| AIM OF THE EXERCISE |
Every entry must be given again exactly.

| Items from a dataset |
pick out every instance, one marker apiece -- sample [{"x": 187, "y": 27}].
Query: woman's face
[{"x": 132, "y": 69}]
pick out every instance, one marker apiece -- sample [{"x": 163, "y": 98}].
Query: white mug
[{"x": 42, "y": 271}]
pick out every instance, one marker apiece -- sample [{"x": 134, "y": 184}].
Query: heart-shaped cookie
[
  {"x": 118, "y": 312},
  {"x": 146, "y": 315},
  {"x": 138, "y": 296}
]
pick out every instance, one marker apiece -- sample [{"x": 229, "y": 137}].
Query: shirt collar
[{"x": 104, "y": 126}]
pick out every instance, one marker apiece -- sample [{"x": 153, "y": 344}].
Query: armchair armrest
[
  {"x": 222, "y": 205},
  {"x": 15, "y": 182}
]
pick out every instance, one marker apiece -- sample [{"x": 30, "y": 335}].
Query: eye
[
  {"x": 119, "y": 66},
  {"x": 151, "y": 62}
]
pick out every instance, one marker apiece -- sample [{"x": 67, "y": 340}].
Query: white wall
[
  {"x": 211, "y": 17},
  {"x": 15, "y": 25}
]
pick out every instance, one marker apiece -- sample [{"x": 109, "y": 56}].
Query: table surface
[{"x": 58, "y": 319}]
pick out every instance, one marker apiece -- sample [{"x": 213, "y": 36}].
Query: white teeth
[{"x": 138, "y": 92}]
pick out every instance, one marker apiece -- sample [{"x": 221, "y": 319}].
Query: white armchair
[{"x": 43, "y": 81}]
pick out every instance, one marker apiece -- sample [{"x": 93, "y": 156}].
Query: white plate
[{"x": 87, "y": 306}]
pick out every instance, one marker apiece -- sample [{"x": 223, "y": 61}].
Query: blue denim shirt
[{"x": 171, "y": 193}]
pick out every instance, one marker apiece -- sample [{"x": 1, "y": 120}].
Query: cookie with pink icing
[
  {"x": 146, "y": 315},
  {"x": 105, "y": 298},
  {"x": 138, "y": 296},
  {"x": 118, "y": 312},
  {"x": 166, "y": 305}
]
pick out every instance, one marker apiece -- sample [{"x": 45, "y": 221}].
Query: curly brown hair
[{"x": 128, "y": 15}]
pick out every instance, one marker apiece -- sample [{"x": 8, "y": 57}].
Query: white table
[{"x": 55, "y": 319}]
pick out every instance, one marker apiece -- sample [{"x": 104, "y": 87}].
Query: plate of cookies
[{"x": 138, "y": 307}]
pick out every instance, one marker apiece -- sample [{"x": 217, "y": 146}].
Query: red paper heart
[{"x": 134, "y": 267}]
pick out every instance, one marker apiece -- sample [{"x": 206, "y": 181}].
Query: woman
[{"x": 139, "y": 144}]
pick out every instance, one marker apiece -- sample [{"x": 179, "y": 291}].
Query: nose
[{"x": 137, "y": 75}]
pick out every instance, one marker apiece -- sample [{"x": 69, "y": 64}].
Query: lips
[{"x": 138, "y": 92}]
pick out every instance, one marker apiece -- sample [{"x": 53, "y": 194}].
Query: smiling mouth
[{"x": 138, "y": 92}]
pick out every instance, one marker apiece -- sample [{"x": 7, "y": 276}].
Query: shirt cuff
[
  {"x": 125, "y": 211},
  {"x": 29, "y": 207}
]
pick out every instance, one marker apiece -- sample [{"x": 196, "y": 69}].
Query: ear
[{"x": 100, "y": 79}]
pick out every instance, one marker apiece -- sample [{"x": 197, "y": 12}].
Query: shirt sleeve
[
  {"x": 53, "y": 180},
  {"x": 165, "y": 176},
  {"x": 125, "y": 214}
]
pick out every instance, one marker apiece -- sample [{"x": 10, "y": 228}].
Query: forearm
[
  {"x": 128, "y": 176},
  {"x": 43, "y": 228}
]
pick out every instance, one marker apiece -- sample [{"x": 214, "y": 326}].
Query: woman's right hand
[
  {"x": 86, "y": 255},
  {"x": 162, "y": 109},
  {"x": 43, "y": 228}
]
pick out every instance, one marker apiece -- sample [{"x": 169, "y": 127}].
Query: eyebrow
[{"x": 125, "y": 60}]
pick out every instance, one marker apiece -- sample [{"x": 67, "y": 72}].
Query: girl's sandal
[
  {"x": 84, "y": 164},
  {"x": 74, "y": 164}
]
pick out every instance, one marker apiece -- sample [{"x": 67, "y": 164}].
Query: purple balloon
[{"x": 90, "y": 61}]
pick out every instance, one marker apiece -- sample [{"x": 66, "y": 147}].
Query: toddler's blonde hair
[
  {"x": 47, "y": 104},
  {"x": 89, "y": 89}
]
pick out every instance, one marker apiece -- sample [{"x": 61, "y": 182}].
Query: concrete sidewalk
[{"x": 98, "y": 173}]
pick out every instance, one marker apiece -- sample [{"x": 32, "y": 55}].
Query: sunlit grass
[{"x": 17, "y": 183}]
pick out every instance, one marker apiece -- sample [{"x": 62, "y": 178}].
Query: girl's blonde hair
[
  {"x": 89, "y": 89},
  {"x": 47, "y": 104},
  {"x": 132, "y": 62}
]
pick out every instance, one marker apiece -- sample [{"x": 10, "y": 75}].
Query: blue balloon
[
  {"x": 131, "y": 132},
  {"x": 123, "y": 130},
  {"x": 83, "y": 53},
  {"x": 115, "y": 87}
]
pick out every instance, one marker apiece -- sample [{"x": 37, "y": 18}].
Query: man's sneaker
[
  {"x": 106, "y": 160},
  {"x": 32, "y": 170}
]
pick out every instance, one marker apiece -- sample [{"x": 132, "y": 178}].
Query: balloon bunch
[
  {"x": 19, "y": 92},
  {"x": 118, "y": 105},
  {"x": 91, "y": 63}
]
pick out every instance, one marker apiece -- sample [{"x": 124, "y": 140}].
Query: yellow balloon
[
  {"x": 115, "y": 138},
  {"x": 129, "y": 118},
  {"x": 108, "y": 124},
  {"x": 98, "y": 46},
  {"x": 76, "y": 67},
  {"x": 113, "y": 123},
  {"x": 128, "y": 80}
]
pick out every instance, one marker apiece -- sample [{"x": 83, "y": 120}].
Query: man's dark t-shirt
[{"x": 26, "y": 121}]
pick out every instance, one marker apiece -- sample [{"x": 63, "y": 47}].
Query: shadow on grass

| RESPONSE BELOW |
pick out every instance, one marker apiece -- sample [{"x": 187, "y": 27}].
Query: woman's face
[{"x": 132, "y": 69}]
pick out every instance, one marker apiece -- sample [{"x": 163, "y": 98}].
Query: white mug
[{"x": 42, "y": 271}]
pick out every instance, one marker apiece -- sample [{"x": 134, "y": 184}].
Query: heart-shaped cookie
[
  {"x": 118, "y": 312},
  {"x": 146, "y": 315},
  {"x": 138, "y": 296}
]
pick out every instance, one marker apiece -- sample [{"x": 229, "y": 137}].
Query: shirt collar
[{"x": 104, "y": 126}]
pick out every instance, one marker apiece -- sample [{"x": 153, "y": 344}].
Query: armchair armrest
[
  {"x": 222, "y": 205},
  {"x": 15, "y": 182}
]
pick out every instance, one marker apiece -- sample [{"x": 30, "y": 335}].
Query: eye
[
  {"x": 119, "y": 66},
  {"x": 151, "y": 62}
]
pick out every instance, one marker apiece -- sample [{"x": 67, "y": 340}].
Query: white wall
[
  {"x": 211, "y": 17},
  {"x": 15, "y": 25}
]
pick out every instance, one marker apiece -- sample [{"x": 109, "y": 56}].
Query: table surface
[{"x": 58, "y": 319}]
pick out every instance, one marker apiece -- sample [{"x": 213, "y": 36}].
Query: white teeth
[{"x": 138, "y": 92}]
pick out every instance, one marker apiece -- sample [{"x": 221, "y": 319}].
Query: white armchair
[{"x": 43, "y": 81}]
pick out every instance, one marker apiece -- sample [{"x": 93, "y": 156}].
Query: white plate
[{"x": 87, "y": 306}]
pick out every instance, one marker apiece -- sample [{"x": 223, "y": 61}].
Query: blue denim shirt
[{"x": 171, "y": 193}]
pick out every instance, one marker apiece -- sample [{"x": 1, "y": 120}].
Query: cookie with pink icing
[
  {"x": 146, "y": 315},
  {"x": 105, "y": 298},
  {"x": 138, "y": 296},
  {"x": 118, "y": 312},
  {"x": 166, "y": 305}
]
pick out every instance, one marker apiece -- sample [{"x": 45, "y": 221}].
Query: curly brown hair
[{"x": 128, "y": 15}]
pick out every instance, one marker apiece -- sample [{"x": 8, "y": 57}].
Query: white table
[{"x": 55, "y": 319}]
pick out every instance, one marker apiece -- sample [{"x": 104, "y": 87}].
Query: plate of cookies
[{"x": 138, "y": 307}]
pick out every instance, one marker apiece -- sample [{"x": 217, "y": 146}].
Query: red paper heart
[{"x": 134, "y": 267}]
pick out every instance, one marker apiece -- sample [{"x": 206, "y": 181}].
Query: woman
[{"x": 139, "y": 144}]
pick out every instance, one marker apiece -- sample [{"x": 179, "y": 291}].
Query: nose
[{"x": 137, "y": 75}]
pick out every instance, one marker apiece -- sample [{"x": 69, "y": 64}].
Query: lips
[{"x": 138, "y": 92}]
pick out every instance, one marker apiece -- sample [{"x": 53, "y": 194}].
Query: smiling mouth
[{"x": 138, "y": 92}]
pick out every instance, one marker apiece -- sample [{"x": 7, "y": 276}].
Query: shirt cuff
[
  {"x": 125, "y": 211},
  {"x": 29, "y": 207}
]
pick out every instance, one marker apiece -- sample [{"x": 196, "y": 69}].
Query: ear
[{"x": 100, "y": 79}]
pick out every instance, one marker apiece -- sample [{"x": 197, "y": 12}].
Query: shirt sleeve
[
  {"x": 53, "y": 180},
  {"x": 165, "y": 176},
  {"x": 125, "y": 214}
]
pick out every instance, one marker apiece -- sample [{"x": 10, "y": 228}].
Query: forearm
[
  {"x": 128, "y": 176},
  {"x": 43, "y": 228}
]
pick out every instance, one marker apiece -- sample [{"x": 214, "y": 326}].
Query: woman's right hand
[
  {"x": 86, "y": 255},
  {"x": 162, "y": 109},
  {"x": 43, "y": 228}
]
pick out every instance, one marker apiece -- sample [{"x": 169, "y": 127}].
Query: eyebrow
[{"x": 125, "y": 60}]
pick out every instance, one marker apiece -- sample [{"x": 67, "y": 72}].
Query: girl's sandal
[
  {"x": 84, "y": 164},
  {"x": 74, "y": 164}
]
pick out every instance, one marker apiece -- sample [{"x": 67, "y": 164}].
Query: purple balloon
[{"x": 90, "y": 61}]
pick out every instance, one marker apiece -- sample [{"x": 66, "y": 147}].
Query: toddler's blonde hair
[
  {"x": 47, "y": 104},
  {"x": 89, "y": 89}
]
pick out every instance, one marker apiece -- sample [{"x": 61, "y": 182}].
Query: concrete sidewalk
[{"x": 98, "y": 173}]
pick out every instance, one marker apiece -- sample [{"x": 32, "y": 55}].
Query: sunlit grass
[{"x": 17, "y": 183}]
pick out every instance, one marker apiece -- sample [{"x": 62, "y": 178}].
Query: girl's blonde hair
[
  {"x": 89, "y": 89},
  {"x": 47, "y": 104},
  {"x": 132, "y": 62}
]
pick out every instance, one marker apiece -- sample [{"x": 10, "y": 75}].
Query: blue balloon
[
  {"x": 131, "y": 132},
  {"x": 123, "y": 130},
  {"x": 83, "y": 53},
  {"x": 115, "y": 87}
]
pick out every instance, one marker apiece -- sample [{"x": 37, "y": 18}].
Query: man's sneaker
[
  {"x": 106, "y": 160},
  {"x": 32, "y": 170}
]
pick out every instance, one marker apiece -- sample [{"x": 132, "y": 178}].
Query: balloon bunch
[
  {"x": 19, "y": 92},
  {"x": 118, "y": 105},
  {"x": 91, "y": 63}
]
pick out every instance, one marker apiece -- sample [{"x": 124, "y": 140}].
Query: yellow balloon
[
  {"x": 115, "y": 138},
  {"x": 129, "y": 118},
  {"x": 108, "y": 124},
  {"x": 98, "y": 46},
  {"x": 76, "y": 67},
  {"x": 113, "y": 123},
  {"x": 128, "y": 80}
]
pick out every instance, one marker apiece -- sample [{"x": 83, "y": 120}].
Query: man's dark t-shirt
[{"x": 26, "y": 121}]
pick out every instance, one marker apiece -- sample [{"x": 63, "y": 47}].
Query: shadow on grass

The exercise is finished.